List everything the text on the UK recession names as left out of GDP.

[SELECTED TEXT]:
<<<<
Courtesy of bbc.co.uk
The UK economy is in recession, for the first time since I vaguely understood the concept (aged 11 – tragic). Since the 1990s we’ve generally been in economic growth territory. And now the Arthur Dents of the world are chiming as one voice; this is it. Recession. We’re going to die.
Well, we aren’t. Things will be tough – undoubtedly. No more cheap flights for a quick weekend in Prague. No more vast TVs bought on credit. And those most exposed to debt and mortgage frailty will be really badly hit – repossessions and job losses will also be the order of the day, especially for those in the service sector (hands up if you work in finance and can’t help but be slightly concerned!). But for the majority it’ll just be a matter of reigning in spending and focussing on what really matters.
People say religion is dead – even as I type there is a rather amusing campaign by ‘atheists’ on the Guardian website to sponsor a series of adverts on London Buses stating “there is probably no God, no stop worrying and enjoy your life” (all for another time – as it Christians are a truly miserable bunch, or as if Muslims don’t have a good time at Eid, or the Hindus on Divali . . .) But as GK Chesterton said – when people stop believing in God, it isn’t that they believe in nothing, but rather that they believe in anything. From my perspective, the biggest idol of our times, who draws worship and devotion globally is the God of economic growth.
As an indicator of welfare, it is deeply, deeply flawed. GDP is an aggregate statistic of all income, expenditure and production in a country. It tallies everything – even those things which put strain on society. So a company pollutes a river and has to pay for clean up costs – this is counted in the ‘plus’ side of the equation of GDP. Activities with massive externalities such as car driving are all ‘pluses’ – insurance payments, fuel costs, all pluses on GDP, but how many people truly enjoy their daily commute? How much of GDP was based on the growth of ultimately toxic financial derivatives products? Well, a crude guess would be roughly how much GDP fell last quarter. Then there is all that GDP doesn’t account for – voluntary care workers, home-makers, artisans, social amenity etc. All on the assumption that a growth in income must all automatically equal a growth in welfare.
>>>>
[RECORDED DATA]:
<<<<
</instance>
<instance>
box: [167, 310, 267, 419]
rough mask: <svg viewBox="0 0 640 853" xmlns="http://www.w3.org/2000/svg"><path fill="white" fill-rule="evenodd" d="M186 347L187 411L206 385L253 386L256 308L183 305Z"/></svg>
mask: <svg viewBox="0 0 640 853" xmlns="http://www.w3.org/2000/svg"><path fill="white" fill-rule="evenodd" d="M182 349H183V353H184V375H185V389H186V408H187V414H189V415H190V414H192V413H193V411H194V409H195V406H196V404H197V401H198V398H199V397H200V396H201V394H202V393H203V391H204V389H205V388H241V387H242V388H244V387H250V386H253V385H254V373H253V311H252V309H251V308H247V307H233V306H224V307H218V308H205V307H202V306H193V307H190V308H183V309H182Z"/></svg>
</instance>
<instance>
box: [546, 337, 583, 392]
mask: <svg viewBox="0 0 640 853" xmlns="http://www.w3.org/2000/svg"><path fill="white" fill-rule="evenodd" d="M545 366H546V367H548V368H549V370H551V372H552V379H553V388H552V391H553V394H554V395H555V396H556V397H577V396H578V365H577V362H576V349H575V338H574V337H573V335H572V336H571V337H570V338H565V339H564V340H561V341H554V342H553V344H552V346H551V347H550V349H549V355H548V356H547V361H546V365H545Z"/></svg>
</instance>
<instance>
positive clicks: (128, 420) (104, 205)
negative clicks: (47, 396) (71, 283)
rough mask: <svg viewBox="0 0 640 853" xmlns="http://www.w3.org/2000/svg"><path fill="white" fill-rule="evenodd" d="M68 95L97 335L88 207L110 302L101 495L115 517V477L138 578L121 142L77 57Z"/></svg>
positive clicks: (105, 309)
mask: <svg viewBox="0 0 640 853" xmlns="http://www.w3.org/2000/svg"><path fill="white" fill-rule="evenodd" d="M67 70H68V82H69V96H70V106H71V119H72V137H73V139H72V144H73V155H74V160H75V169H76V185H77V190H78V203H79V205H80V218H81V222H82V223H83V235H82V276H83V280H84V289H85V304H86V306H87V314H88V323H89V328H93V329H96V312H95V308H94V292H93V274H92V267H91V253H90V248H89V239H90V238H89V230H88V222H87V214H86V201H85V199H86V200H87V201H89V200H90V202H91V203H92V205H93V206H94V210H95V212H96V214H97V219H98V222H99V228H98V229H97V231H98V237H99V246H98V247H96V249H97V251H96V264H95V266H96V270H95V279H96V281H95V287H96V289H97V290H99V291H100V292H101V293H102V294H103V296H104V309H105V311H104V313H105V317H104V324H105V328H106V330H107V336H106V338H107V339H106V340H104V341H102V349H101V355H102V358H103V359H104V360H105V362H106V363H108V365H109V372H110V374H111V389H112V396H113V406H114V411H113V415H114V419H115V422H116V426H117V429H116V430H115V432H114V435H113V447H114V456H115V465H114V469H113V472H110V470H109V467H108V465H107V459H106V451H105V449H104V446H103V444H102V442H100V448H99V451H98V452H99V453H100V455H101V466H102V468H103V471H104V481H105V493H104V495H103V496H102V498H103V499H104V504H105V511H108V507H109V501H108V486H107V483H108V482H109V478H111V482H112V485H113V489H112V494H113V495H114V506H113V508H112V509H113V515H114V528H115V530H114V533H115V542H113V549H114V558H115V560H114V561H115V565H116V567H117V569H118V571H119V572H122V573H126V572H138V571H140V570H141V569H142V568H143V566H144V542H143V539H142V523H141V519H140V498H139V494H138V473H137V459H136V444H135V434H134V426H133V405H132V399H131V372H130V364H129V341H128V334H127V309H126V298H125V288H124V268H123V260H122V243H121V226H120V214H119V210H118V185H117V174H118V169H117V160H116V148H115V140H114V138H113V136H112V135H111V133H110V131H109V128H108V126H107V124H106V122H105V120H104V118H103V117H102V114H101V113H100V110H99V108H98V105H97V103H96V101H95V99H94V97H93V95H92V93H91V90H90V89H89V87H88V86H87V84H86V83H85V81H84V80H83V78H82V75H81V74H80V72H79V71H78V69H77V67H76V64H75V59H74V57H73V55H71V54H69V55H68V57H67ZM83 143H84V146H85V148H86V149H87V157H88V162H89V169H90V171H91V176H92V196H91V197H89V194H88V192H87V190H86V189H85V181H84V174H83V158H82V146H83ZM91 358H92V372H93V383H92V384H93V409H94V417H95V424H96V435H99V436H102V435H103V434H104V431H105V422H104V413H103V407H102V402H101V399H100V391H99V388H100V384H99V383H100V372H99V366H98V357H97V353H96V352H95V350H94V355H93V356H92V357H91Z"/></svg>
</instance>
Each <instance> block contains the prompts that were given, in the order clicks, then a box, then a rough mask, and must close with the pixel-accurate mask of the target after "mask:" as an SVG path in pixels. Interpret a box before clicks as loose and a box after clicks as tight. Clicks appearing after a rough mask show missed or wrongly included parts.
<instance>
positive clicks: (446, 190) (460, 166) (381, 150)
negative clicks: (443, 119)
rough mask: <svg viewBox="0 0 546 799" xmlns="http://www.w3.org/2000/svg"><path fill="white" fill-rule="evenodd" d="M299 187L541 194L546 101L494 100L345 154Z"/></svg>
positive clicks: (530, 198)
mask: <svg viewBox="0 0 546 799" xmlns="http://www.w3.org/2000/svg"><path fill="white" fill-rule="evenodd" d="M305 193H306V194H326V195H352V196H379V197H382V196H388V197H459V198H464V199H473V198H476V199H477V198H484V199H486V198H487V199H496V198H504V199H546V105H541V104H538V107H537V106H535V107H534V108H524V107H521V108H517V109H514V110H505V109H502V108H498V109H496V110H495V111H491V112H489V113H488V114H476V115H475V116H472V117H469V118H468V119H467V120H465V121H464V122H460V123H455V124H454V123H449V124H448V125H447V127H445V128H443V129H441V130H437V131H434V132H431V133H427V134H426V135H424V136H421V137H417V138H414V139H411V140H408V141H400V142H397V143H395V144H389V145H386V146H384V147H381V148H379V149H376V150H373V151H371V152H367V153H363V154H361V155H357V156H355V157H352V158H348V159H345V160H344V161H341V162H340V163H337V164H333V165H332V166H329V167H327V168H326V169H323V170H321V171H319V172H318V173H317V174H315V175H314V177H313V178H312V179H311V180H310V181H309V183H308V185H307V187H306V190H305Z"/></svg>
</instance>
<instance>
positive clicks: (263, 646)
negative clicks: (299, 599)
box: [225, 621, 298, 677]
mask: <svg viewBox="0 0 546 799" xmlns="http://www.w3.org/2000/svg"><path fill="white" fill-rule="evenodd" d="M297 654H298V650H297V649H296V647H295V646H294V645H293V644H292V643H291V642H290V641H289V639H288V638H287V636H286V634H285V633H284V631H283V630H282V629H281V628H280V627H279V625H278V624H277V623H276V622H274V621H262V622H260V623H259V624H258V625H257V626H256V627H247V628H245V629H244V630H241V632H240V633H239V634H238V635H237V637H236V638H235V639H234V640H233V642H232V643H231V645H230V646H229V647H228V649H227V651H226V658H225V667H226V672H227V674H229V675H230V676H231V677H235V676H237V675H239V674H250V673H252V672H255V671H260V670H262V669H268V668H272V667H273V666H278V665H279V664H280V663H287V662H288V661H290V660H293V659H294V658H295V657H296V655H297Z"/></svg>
>>>>
[REPLY TO THE EXERCISE]:
Voluntary care workers, home-makers, artisans, social amenity